MATERIAL PROVIDED:
---+---
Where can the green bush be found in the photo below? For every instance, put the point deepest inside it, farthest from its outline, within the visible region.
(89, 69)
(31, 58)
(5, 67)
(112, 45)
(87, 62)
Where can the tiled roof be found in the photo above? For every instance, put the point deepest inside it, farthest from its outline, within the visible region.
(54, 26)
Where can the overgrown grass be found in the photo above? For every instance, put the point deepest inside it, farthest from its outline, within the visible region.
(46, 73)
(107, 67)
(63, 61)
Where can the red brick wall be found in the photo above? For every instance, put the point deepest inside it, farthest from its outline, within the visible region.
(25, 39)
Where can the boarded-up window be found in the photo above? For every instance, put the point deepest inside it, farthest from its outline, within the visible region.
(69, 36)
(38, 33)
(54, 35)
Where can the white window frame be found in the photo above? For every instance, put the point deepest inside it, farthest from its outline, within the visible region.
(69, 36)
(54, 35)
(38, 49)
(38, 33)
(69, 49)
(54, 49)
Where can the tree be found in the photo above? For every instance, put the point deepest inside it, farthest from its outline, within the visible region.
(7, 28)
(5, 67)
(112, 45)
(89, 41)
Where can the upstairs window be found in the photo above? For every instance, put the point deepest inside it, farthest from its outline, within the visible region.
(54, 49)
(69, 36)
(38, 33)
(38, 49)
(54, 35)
---+---
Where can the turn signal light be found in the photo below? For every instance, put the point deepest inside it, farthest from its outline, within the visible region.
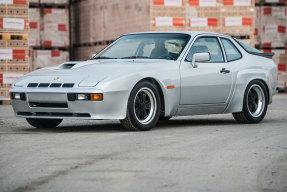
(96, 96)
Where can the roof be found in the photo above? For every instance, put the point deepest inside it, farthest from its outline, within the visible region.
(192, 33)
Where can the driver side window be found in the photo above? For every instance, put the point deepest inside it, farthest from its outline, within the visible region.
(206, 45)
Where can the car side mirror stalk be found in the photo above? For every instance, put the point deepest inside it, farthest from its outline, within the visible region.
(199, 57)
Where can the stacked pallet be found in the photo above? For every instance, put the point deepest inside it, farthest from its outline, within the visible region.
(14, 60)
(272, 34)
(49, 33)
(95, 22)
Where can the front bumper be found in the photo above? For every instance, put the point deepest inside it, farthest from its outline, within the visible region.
---+---
INSTRUCTIONS TO FOLLOW: Pick out every line in the records above that contains the string "roof", matching case exactly, and copy each one.

PROBLEM SOLUTION:
Where can the tiled roof be found in the photo above? For every instance, put the point deepest inside it, farthest from its outline, within the visible region.
Where can the roof be found in the photo above? For every instance, put the point deepest inside it, farthest from its outline, within the visible region.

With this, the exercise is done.